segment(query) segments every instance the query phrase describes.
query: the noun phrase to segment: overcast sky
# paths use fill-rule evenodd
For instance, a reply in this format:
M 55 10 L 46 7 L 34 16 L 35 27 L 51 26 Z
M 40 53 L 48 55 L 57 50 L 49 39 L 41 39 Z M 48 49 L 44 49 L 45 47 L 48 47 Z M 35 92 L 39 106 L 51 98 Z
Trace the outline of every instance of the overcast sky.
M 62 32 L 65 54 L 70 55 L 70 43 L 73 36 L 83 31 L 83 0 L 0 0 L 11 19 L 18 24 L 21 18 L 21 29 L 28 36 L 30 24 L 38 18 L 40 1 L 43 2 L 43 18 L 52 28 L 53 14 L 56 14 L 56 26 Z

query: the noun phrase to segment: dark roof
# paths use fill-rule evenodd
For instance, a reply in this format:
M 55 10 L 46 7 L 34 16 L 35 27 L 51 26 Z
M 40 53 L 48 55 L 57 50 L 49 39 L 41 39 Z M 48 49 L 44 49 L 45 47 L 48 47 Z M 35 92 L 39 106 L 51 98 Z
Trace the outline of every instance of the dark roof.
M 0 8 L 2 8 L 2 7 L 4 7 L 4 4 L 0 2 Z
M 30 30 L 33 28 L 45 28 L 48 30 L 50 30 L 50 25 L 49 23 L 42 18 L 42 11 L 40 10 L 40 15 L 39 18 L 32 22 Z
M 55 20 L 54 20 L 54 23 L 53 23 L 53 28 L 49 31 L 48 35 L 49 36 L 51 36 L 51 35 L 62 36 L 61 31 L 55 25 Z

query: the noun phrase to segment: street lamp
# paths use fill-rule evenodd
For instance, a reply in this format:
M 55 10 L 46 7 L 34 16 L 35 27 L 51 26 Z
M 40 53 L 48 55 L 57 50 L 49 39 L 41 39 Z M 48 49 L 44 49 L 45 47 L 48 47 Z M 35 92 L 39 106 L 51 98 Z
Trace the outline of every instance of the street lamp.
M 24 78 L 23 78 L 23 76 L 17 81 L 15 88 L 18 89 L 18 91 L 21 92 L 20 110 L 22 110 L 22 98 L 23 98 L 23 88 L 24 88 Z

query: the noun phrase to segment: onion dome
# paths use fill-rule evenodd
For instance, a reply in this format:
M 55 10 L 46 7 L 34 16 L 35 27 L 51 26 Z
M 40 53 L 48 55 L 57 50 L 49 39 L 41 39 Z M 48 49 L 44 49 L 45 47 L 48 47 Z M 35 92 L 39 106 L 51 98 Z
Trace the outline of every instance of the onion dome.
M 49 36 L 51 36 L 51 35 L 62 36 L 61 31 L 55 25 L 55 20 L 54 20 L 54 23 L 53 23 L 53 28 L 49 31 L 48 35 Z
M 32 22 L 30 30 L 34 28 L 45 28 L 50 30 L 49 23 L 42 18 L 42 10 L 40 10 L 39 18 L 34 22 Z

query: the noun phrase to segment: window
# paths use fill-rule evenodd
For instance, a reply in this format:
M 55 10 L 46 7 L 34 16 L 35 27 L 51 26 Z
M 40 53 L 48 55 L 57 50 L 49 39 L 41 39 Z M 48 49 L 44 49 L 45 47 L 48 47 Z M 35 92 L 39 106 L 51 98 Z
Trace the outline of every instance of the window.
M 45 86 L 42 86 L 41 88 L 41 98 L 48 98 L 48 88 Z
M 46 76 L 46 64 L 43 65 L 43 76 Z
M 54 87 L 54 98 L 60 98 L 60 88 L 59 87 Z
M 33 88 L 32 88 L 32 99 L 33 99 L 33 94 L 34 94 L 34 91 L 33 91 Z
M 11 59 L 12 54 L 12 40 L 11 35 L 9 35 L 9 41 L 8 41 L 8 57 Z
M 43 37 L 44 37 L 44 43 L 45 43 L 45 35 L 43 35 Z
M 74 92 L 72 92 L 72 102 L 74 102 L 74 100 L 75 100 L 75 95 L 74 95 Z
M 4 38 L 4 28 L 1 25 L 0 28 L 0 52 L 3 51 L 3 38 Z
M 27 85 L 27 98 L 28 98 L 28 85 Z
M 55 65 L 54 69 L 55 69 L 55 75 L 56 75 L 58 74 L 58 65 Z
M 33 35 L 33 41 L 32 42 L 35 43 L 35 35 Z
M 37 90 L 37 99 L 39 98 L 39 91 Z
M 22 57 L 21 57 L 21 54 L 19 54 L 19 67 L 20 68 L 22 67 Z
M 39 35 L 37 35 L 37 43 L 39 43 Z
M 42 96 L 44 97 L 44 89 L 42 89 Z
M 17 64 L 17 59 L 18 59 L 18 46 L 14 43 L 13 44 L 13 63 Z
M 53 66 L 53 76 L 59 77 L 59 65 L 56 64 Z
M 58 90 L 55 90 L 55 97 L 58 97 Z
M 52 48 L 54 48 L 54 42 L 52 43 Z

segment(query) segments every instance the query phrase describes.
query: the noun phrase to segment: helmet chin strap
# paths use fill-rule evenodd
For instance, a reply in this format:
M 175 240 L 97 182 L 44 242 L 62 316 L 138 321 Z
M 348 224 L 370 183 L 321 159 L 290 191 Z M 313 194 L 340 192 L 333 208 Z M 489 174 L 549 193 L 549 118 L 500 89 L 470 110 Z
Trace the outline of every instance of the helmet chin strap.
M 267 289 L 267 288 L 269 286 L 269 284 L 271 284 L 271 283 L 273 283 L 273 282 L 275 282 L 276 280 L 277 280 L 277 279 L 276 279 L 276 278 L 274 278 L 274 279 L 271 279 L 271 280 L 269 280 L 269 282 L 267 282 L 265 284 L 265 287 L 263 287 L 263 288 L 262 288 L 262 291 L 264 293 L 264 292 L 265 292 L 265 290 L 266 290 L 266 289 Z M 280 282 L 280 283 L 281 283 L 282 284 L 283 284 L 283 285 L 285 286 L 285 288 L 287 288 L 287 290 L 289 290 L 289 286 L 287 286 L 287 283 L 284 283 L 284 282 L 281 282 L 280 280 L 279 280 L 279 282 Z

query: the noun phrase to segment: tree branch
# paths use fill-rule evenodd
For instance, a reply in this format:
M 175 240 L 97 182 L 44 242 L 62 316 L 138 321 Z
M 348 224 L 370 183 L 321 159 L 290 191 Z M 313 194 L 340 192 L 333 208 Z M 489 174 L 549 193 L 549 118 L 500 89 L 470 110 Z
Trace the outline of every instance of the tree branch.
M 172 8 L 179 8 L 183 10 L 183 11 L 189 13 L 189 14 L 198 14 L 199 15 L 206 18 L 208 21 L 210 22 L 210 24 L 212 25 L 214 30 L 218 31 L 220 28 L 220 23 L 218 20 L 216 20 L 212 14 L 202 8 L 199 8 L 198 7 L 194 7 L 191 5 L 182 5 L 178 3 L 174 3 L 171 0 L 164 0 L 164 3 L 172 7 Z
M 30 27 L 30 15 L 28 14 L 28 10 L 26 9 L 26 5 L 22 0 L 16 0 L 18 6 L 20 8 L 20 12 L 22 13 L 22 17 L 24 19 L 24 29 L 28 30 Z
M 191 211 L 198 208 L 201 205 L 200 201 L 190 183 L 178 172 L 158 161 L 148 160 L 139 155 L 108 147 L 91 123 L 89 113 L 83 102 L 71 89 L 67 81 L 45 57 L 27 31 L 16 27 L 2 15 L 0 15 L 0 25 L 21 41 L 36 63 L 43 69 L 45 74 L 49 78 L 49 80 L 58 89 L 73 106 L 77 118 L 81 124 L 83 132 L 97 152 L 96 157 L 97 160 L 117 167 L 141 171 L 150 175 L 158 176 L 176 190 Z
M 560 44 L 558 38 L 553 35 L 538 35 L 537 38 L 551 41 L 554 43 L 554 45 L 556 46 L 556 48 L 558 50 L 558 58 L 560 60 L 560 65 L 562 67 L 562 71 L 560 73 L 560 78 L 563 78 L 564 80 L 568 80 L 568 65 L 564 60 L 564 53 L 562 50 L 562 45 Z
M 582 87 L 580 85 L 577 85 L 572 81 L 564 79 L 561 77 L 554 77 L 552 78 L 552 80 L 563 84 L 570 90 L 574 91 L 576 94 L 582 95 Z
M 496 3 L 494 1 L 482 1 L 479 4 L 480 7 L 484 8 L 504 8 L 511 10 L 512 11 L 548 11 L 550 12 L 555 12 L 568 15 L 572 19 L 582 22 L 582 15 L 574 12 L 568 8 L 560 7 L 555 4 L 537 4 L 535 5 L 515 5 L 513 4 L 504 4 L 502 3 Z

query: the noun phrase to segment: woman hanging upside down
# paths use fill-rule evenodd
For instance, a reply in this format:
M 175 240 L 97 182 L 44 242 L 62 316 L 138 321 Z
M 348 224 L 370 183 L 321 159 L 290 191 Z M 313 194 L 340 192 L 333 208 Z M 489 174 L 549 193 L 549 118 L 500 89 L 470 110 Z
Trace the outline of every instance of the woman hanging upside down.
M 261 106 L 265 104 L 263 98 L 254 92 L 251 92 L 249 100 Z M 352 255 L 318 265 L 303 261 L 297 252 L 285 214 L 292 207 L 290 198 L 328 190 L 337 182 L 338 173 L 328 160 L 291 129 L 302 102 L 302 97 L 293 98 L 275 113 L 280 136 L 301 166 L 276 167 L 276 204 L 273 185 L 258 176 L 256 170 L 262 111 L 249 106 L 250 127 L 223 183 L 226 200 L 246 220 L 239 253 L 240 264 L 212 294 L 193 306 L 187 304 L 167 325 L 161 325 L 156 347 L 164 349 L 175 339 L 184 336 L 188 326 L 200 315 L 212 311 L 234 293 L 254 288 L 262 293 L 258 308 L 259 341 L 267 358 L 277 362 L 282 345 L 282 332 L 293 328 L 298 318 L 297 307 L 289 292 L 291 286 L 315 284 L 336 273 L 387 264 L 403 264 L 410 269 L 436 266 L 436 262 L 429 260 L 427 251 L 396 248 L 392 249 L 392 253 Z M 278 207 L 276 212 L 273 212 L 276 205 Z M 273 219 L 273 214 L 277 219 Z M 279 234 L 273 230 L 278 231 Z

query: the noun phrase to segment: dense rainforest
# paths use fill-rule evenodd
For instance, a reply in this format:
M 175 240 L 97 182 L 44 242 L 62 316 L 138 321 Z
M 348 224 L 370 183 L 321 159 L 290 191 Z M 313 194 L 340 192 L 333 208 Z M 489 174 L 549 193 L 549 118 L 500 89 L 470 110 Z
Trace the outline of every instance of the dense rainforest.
+ + +
STATED TASK:
Starting at the beginning of the records and going on through the line that contains "M 62 32 L 65", write those lines out again with the requests included, and shift each coordinate in the answer outlines by adding 8 to it.

EXERCISE SOLUTION:
segment(query) segments every instance the query phrase describes.
query: the noun phrase to segment: overcast sky
# paths use fill-rule evenodd
For instance, a reply in this format:
M 55 10 L 46 7 L 34 16 L 35 27 L 51 26 Z
M 40 53 L 48 55 L 57 50 L 49 39 L 41 39 Z M 48 49 L 44 49 L 45 47 L 48 47 Z M 35 92 L 39 106 L 51 98 Z
Trace the outline of every instance of the overcast sky.
M 70 40 L 73 62 L 78 63 L 78 51 L 81 44 L 91 39 L 91 8 L 8 8 L 19 27 L 26 32 L 29 26 L 29 37 L 36 44 L 38 32 L 46 26 L 48 9 L 51 10 L 51 26 L 60 36 L 61 22 L 64 22 L 64 34 Z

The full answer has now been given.